• **AIM OF THE TASK**
Rewrite the rows below as a Markdown table with two columns, No. and Text, giving each line its number and its text and skipping blank lines. Cover only the lines from the start of the rows up to and including the line with "POLYGON ((735 354, 646", and leave the pictures out.

• **DATA SECTION**

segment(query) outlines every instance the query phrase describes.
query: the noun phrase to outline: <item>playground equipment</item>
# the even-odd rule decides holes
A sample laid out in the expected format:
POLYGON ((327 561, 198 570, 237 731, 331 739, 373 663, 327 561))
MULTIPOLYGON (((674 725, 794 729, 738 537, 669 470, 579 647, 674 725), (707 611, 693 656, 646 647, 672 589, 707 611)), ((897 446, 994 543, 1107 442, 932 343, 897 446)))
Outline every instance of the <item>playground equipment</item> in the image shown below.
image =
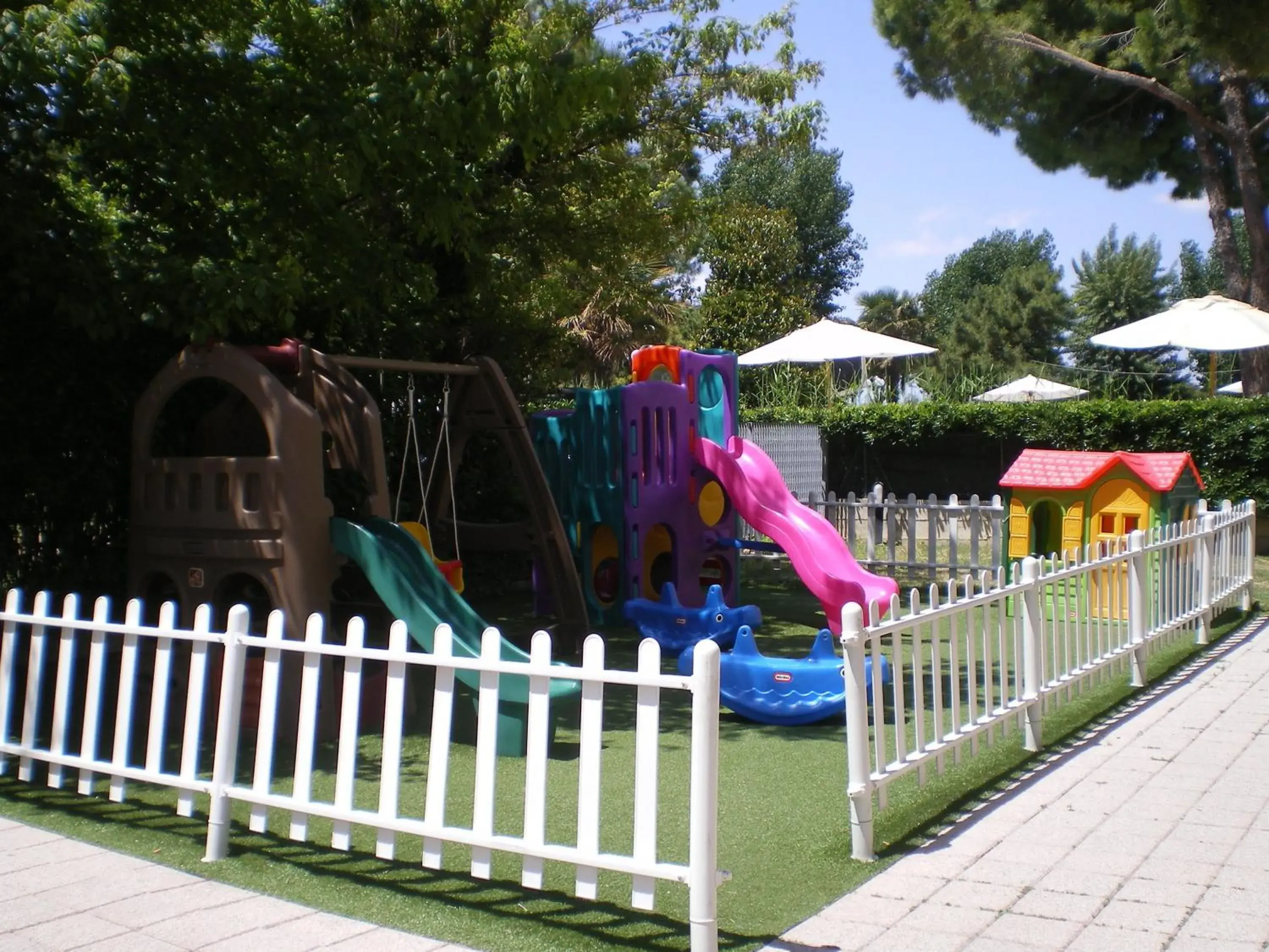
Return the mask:
POLYGON ((572 410, 530 419, 586 604, 604 623, 667 581, 688 605, 711 585, 736 597, 736 552, 707 537, 735 536, 736 514, 690 449, 698 435, 736 432, 736 357, 652 347, 631 363, 633 383, 576 390, 572 410))
POLYGON ((735 354, 646 347, 631 368, 632 383, 576 390, 572 410, 530 419, 591 617, 615 621, 623 603, 655 600, 667 581, 687 607, 713 585, 735 602, 737 515, 788 552, 834 631, 848 602, 865 613, 890 605, 895 581, 860 569, 770 458, 736 435, 735 354))
MULTIPOLYGON (((388 533, 378 522, 390 514, 379 411, 350 367, 457 381, 443 420, 452 456, 437 473, 425 519, 434 528, 453 529, 468 550, 529 550, 538 584, 557 611, 557 641, 580 645, 589 626, 563 527, 519 405, 497 364, 480 357, 468 364, 332 357, 296 340, 270 348, 214 344, 181 350, 151 381, 133 418, 132 590, 151 600, 175 600, 183 625, 193 622, 198 604, 223 609, 246 592, 256 602, 258 622, 268 609, 282 608, 287 637, 296 638, 310 614, 329 611, 344 555, 363 565, 372 586, 382 585, 378 594, 391 611, 409 608, 402 617, 425 649, 434 618, 457 621, 459 638, 476 630, 478 618, 458 608, 466 603, 454 588, 445 583, 440 592, 431 584, 444 576, 424 567, 435 569, 420 541, 407 531, 388 533), (211 409, 193 420, 175 411, 169 419, 174 397, 206 382, 218 391, 211 409), (486 428, 508 449, 528 498, 524 523, 491 527, 454 518, 453 470, 471 435, 486 428), (157 438, 173 435, 184 446, 159 446, 157 438), (365 536, 350 523, 331 522, 330 495, 350 486, 365 536), (409 599, 406 583, 419 586, 409 599), (429 604, 438 607, 430 616, 424 611, 429 604)), ((503 697, 503 716, 523 725, 516 687, 509 685, 503 697)), ((500 724, 501 753, 519 753, 523 731, 519 740, 515 734, 500 724)))
POLYGON ((727 489, 736 509, 750 526, 770 536, 789 557, 793 571, 824 605, 829 628, 841 630, 841 608, 860 605, 872 622, 890 607, 898 584, 873 575, 859 566, 832 523, 797 501, 775 463, 760 448, 740 437, 731 437, 726 449, 713 440, 699 439, 693 453, 702 466, 716 473, 727 489))
MULTIPOLYGON (((846 711, 846 684, 834 636, 821 628, 806 658, 769 658, 758 650, 747 625, 736 645, 721 658, 718 693, 723 707, 759 724, 792 727, 841 717, 846 711)), ((679 655, 679 673, 692 674, 693 650, 679 655)), ((881 683, 891 683, 890 663, 881 659, 881 683)), ((872 656, 864 658, 864 684, 872 703, 872 656)))
POLYGON ((706 603, 699 608, 680 604, 674 583, 667 581, 661 586, 660 600, 632 598, 626 602, 624 611, 626 619, 638 627, 643 637, 655 638, 662 651, 674 655, 704 638, 717 641, 721 649, 731 647, 742 625, 756 628, 763 623, 758 605, 728 608, 718 585, 709 586, 706 603))
POLYGON ((1134 529, 1194 518, 1203 479, 1189 453, 1024 449, 1000 477, 1010 559, 1082 552, 1134 529))

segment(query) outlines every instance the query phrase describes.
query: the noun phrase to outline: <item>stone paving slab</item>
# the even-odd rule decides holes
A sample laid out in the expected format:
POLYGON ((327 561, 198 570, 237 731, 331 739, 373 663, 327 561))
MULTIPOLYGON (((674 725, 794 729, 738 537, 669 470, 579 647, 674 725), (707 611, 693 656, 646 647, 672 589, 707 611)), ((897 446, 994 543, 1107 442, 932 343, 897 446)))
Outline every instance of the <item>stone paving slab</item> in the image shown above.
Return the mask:
POLYGON ((1269 619, 765 952, 1269 948, 1269 619))
POLYGON ((0 817, 4 952, 473 952, 0 817))

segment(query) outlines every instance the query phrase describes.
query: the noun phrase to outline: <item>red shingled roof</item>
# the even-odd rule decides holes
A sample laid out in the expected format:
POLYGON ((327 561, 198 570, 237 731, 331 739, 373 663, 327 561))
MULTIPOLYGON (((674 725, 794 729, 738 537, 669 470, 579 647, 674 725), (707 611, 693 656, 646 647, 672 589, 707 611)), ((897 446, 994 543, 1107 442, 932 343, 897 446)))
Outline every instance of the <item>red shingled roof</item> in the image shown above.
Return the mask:
POLYGON ((1166 493, 1176 485, 1185 467, 1189 467, 1203 489, 1203 477, 1189 453, 1113 453, 1079 449, 1024 449, 1014 459, 1001 486, 1020 489, 1086 489, 1115 463, 1132 470, 1142 482, 1156 493, 1166 493))

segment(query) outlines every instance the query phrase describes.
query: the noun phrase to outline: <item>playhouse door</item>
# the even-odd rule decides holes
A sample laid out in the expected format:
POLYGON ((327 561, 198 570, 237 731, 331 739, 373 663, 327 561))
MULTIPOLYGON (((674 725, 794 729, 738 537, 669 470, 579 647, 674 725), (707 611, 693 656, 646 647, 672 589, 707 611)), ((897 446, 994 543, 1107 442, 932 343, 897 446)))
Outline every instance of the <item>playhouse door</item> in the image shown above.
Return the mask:
MULTIPOLYGON (((1110 480, 1093 495, 1090 532, 1110 551, 1127 546, 1123 537, 1145 526, 1150 500, 1132 480, 1110 480)), ((1093 611, 1101 618, 1128 618, 1128 566, 1118 562, 1093 576, 1093 611)))

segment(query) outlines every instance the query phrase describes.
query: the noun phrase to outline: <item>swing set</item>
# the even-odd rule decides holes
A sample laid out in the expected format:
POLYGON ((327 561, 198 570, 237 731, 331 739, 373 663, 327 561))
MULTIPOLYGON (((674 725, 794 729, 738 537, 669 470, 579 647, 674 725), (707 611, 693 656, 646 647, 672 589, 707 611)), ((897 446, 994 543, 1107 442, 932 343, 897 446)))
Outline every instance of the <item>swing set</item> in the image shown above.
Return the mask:
POLYGON ((409 377, 406 385, 406 426, 405 446, 401 449, 401 475, 397 477, 396 501, 392 506, 392 522, 414 536, 419 545, 431 556, 440 574, 445 576, 454 592, 462 594, 463 590, 463 557, 458 541, 458 503, 454 499, 454 454, 449 446, 449 376, 445 376, 444 390, 442 391, 440 426, 437 430, 437 446, 431 451, 431 465, 428 468, 428 479, 423 479, 423 447, 419 443, 419 426, 415 419, 414 374, 409 377), (428 515, 428 493, 431 490, 433 477, 437 475, 437 462, 440 458, 442 442, 445 447, 445 482, 449 484, 449 512, 454 518, 450 523, 454 527, 454 557, 449 560, 438 559, 431 546, 431 524, 428 515), (419 475, 419 517, 412 520, 401 519, 401 491, 405 489, 405 475, 410 465, 411 447, 414 449, 415 471, 419 475))

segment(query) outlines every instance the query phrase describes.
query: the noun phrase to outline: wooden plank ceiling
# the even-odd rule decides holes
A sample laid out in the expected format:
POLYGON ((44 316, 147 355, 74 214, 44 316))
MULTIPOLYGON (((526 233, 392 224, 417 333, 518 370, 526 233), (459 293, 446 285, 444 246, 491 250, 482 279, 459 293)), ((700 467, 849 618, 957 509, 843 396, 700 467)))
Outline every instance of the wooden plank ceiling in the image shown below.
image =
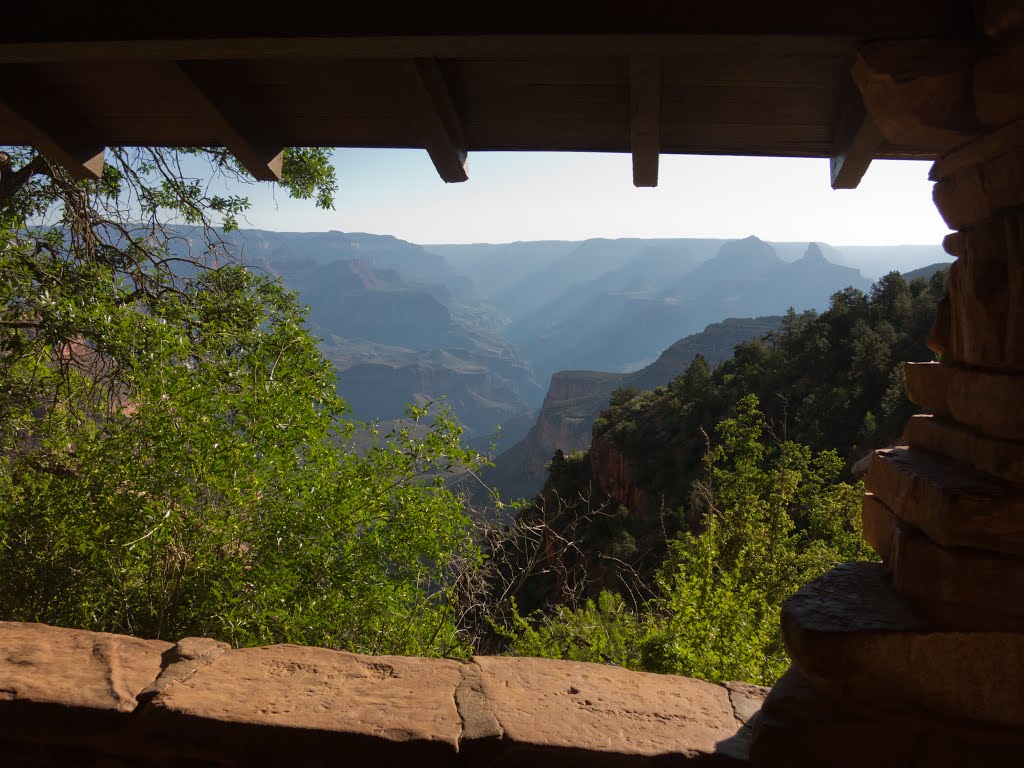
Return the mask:
POLYGON ((83 177, 108 145, 224 145, 260 179, 317 145, 425 148, 445 181, 476 151, 632 153, 637 185, 665 153, 830 158, 849 187, 872 158, 931 157, 866 118, 858 47, 973 34, 969 0, 381 5, 176 6, 157 27, 23 7, 0 29, 0 143, 83 177))

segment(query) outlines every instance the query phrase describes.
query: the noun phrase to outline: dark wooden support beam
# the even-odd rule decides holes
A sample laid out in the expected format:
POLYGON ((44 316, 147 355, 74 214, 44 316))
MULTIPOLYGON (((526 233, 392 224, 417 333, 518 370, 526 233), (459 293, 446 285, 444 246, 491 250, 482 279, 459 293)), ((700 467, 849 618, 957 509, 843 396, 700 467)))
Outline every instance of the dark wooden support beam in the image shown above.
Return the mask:
POLYGON ((416 111, 423 126, 423 144, 437 173, 447 183, 465 181, 468 152, 462 119, 434 58, 413 59, 416 111))
POLYGON ((170 67, 170 77, 181 89, 189 91, 201 104, 204 118, 223 145, 259 181, 281 181, 285 147, 268 144, 254 137, 252 124, 261 118, 255 114, 241 116, 237 110, 226 108, 228 94, 220 93, 212 78, 204 76, 203 69, 188 62, 170 67))
POLYGON ((0 105, 12 113, 32 145, 79 179, 98 179, 105 147, 89 120, 61 97, 31 67, 0 71, 0 105))
POLYGON ((833 134, 829 165, 833 189, 855 189, 884 137, 864 109, 860 91, 851 87, 846 108, 833 134))
POLYGON ((657 186, 660 125, 662 70, 657 57, 631 56, 630 150, 635 186, 657 186))

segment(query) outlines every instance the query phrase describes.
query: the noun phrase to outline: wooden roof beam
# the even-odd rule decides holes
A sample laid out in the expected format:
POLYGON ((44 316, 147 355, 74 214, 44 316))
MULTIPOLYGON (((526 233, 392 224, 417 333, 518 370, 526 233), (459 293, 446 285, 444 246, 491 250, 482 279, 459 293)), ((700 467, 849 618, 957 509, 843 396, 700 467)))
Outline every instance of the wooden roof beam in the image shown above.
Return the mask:
POLYGON ((253 178, 258 181, 281 181, 285 147, 259 141, 251 135, 248 127, 251 121, 261 118, 255 115, 243 118, 225 109, 227 100, 224 94, 218 91, 211 79, 204 77, 202 68, 179 61, 171 65, 170 76, 202 105, 205 117, 213 125, 218 138, 253 178))
POLYGON ((413 59, 414 109, 423 128, 423 145, 445 183, 469 178, 466 135, 444 73, 435 58, 413 59))
POLYGON ((662 152, 662 69, 656 56, 630 57, 630 150, 634 186, 657 186, 662 152))
POLYGON ((855 189, 883 141, 882 131, 864 109, 860 91, 851 87, 833 135, 829 158, 833 189, 855 189))
POLYGON ((102 175, 105 146, 87 118, 76 114, 31 67, 6 67, 0 80, 0 105, 25 126, 33 146, 75 178, 102 175))

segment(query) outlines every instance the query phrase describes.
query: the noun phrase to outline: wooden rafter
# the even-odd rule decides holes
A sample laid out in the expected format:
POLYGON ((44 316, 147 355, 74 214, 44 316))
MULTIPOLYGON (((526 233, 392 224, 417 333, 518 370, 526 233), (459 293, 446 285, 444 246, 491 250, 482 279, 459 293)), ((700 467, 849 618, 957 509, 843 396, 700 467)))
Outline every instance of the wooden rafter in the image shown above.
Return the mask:
POLYGON ((413 70, 416 109, 427 154, 445 182, 465 181, 469 178, 466 137, 440 66, 433 58, 417 58, 413 70))
POLYGON ((829 158, 833 189, 854 189, 882 146, 884 137, 864 109, 860 91, 851 87, 833 133, 829 158))
POLYGON ((214 130, 224 146, 242 166, 259 181, 280 181, 284 164, 285 147, 268 145, 251 135, 249 125, 257 120, 256 115, 246 118, 228 114, 224 106, 223 94, 203 77, 202 70, 186 62, 173 63, 169 68, 177 84, 191 92, 214 125, 214 130))
POLYGON ((23 124, 31 143, 80 179, 98 179, 105 147, 89 120, 31 67, 5 67, 0 73, 0 105, 23 124))
POLYGON ((630 150, 636 186, 657 186, 660 124, 662 72, 657 57, 631 56, 630 150))

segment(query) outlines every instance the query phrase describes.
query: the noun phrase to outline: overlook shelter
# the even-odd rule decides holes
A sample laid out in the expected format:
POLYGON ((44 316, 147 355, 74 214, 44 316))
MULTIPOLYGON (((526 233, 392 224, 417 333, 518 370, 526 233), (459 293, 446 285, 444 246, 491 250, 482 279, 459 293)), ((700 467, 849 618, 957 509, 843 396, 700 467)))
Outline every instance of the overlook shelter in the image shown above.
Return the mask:
POLYGON ((741 701, 757 696, 741 688, 683 693, 567 663, 374 667, 318 649, 0 625, 0 758, 272 763, 283 758, 266 744, 292 739, 317 765, 353 759, 339 744, 382 764, 1020 762, 1024 0, 398 3, 272 17, 189 5, 156 25, 137 8, 7 9, 0 143, 35 145, 84 178, 111 145, 224 145, 263 180, 279 178, 293 145, 424 148, 451 182, 467 180, 471 153, 496 150, 630 153, 640 186, 657 183, 664 153, 828 158, 822 183, 837 188, 855 187, 876 159, 934 161, 956 261, 929 339, 941 362, 906 368, 910 399, 930 414, 867 474, 864 532, 884 564, 841 566, 790 601, 793 667, 753 718, 741 701), (248 714, 256 683, 220 709, 182 693, 204 679, 240 684, 258 664, 305 670, 313 698, 328 695, 316 669, 365 687, 379 673, 390 687, 365 689, 388 725, 352 735, 338 719, 356 717, 351 708, 302 715, 299 688, 248 714), (86 682, 68 694, 47 682, 54 671, 86 682), (579 675, 603 691, 610 719, 581 714, 579 675), (433 698, 410 706, 396 679, 433 698), (514 706, 496 693, 516 685, 514 706), (616 696, 632 709, 614 710, 616 696), (745 723, 739 734, 700 731, 700 746, 666 736, 696 733, 712 700, 745 723), (193 737, 206 752, 182 745, 193 737))

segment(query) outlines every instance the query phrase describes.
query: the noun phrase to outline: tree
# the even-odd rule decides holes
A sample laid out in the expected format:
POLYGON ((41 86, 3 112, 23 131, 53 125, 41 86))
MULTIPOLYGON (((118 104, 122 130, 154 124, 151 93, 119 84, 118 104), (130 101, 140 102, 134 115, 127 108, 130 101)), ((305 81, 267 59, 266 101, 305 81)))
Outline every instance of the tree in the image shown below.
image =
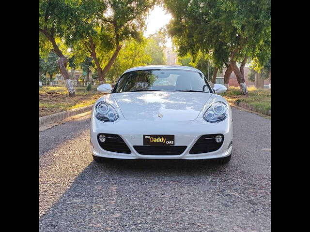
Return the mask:
POLYGON ((115 81, 125 70, 152 63, 151 54, 145 52, 147 45, 147 40, 145 38, 140 42, 133 38, 125 41, 114 64, 107 74, 107 79, 115 81))
POLYGON ((76 64, 76 57, 75 55, 72 56, 71 57, 68 58, 68 63, 69 64, 69 67, 71 70, 71 79, 72 80, 75 80, 75 70, 77 68, 77 65, 76 64))
POLYGON ((53 74, 58 72, 58 56, 54 52, 48 54, 46 61, 46 72, 49 74, 49 80, 52 81, 53 74))
POLYGON ((166 63, 164 52, 166 39, 161 31, 159 31, 146 39, 145 53, 151 56, 151 60, 147 65, 164 64, 166 63))
POLYGON ((216 68, 221 68, 225 64, 226 77, 230 76, 232 70, 242 92, 247 93, 244 72, 246 62, 262 51, 267 52, 271 46, 271 1, 165 0, 164 2, 173 16, 168 31, 175 37, 181 53, 194 54, 200 49, 205 54, 212 53, 216 68))
POLYGON ((86 72, 86 83, 89 82, 89 72, 91 71, 91 68, 95 67, 92 61, 93 58, 91 57, 86 57, 84 61, 80 64, 83 71, 86 72))
POLYGON ((39 54, 39 81, 42 81, 42 74, 46 73, 46 62, 39 54))
POLYGON ((78 26, 72 38, 79 41, 92 57, 100 82, 126 40, 139 40, 144 16, 155 0, 78 1, 78 26), (104 67, 103 68, 102 67, 104 67))
POLYGON ((72 6, 65 0, 40 0, 39 1, 39 31, 48 40, 57 55, 58 67, 66 81, 69 96, 75 97, 74 89, 66 67, 66 57, 60 49, 56 40, 69 36, 68 32, 74 25, 73 19, 76 14, 72 6))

• **RESPONSE BELOW**
| No. | Text |
|---|---|
| 1 | segment(query) outlines every instance the query phrase describes. |
| 2 | query: the noun phrase to outline: <item>playground equipment</item> |
| 3 | # the even-odd rule decides holes |
| 4 | A sample laid out in the expected format: |
| 5 | POLYGON ((327 561, 198 570, 237 731, 331 739, 373 663, 327 561)) |
| 6 | MULTIPOLYGON (((674 725, 794 729, 738 537, 669 470, 579 647, 674 725), (707 611, 693 656, 646 647, 672 589, 707 611)), ((897 446, 994 543, 1107 442, 932 343, 897 446))) |
| 7 | Outline every instance of the <item>playground equipment</item> in the image shown below. |
| 8 | image = |
| 9 | Return the mask: |
| 10 | POLYGON ((572 410, 530 419, 586 604, 604 623, 667 581, 688 605, 711 585, 736 597, 736 552, 707 537, 735 536, 736 514, 690 449, 698 435, 736 432, 736 357, 652 347, 631 363, 633 383, 576 390, 572 410)) |
| 11 | POLYGON ((735 354, 646 347, 631 368, 632 383, 576 390, 572 410, 530 419, 591 617, 615 621, 623 603, 655 600, 667 581, 687 607, 713 585, 735 602, 737 515, 788 552, 834 631, 848 602, 865 613, 890 605, 895 581, 860 569, 770 458, 736 435, 735 354)) |